-------- Source text
Here's the deal people. So far in this "vs. Everybody" series I've tackeld L.A., Atlanta and New York City. It feels like I also need to do Chicago, so today I'll be heading to the Windy City. I'm thinking this will be the end the series, but if there's another city (what's good, Topeka?!?!") that y'all absolutely insist on, I'll consider coming out of retirement and doing it. So with that said, welcome to the Chi.
First, for those who are new, or regulars who had their memory erased in a tryptophan overdose, let's go over the rules again real quick. For those who really want the fine print, the ridiculously detailed rules are here.
- Hey, "Detroit vs. Everybody." That was cool. What if we picked out a roster for every city? [Note: We already did LA and NYC and ATL.]
- You get to pick four rappers to rep the city, plus one hype man who doesn't rap a verse but can yell stuff throughout the track (aka the DH).
----------------
Set exercise A: Summarize the post about the Chicago rap roster in two sentences.
The text and the records are unrelated to each other.
-------- Given data
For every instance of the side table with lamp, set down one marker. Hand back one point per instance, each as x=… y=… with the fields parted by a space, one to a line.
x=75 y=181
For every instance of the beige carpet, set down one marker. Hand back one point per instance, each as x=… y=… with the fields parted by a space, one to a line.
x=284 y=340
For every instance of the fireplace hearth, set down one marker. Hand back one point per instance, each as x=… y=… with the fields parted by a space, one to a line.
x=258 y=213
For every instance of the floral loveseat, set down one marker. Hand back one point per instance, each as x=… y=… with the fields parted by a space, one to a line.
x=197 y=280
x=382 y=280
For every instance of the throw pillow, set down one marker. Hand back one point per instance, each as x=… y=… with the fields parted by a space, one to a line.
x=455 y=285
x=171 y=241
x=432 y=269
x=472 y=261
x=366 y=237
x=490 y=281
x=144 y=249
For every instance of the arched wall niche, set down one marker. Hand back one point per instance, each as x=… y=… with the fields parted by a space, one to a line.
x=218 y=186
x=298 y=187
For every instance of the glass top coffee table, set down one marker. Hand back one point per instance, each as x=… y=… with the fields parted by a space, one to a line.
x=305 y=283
----------------
Set exercise B: Render the records as a Markdown table with the columns Row and Line, beginning at the first line of the records and stopping after the line that contains "x=258 y=213", both included. Leave out blank lines.

Task result A: The writer has already covered L.A., Atlanta, and New York City in the "vs. Everybody" series and now turns to Chicago, which is expected to end the series unless readers insist on another city. Under the rules, each city is represented by four rappers plus one hype man who does not rap a verse but can yell throughout the track.

Task result B:
| Row | Line |
|---|---|
| 1 | For every instance of the side table with lamp, set down one marker. Hand back one point per instance, each as x=… y=… with the fields parted by a space, one to a line. |
| 2 | x=75 y=181 |
| 3 | For every instance of the beige carpet, set down one marker. Hand back one point per instance, each as x=… y=… with the fields parted by a space, one to a line. |
| 4 | x=284 y=340 |
| 5 | For every instance of the fireplace hearth, set down one marker. Hand back one point per instance, each as x=… y=… with the fields parted by a space, one to a line. |
| 6 | x=258 y=213 |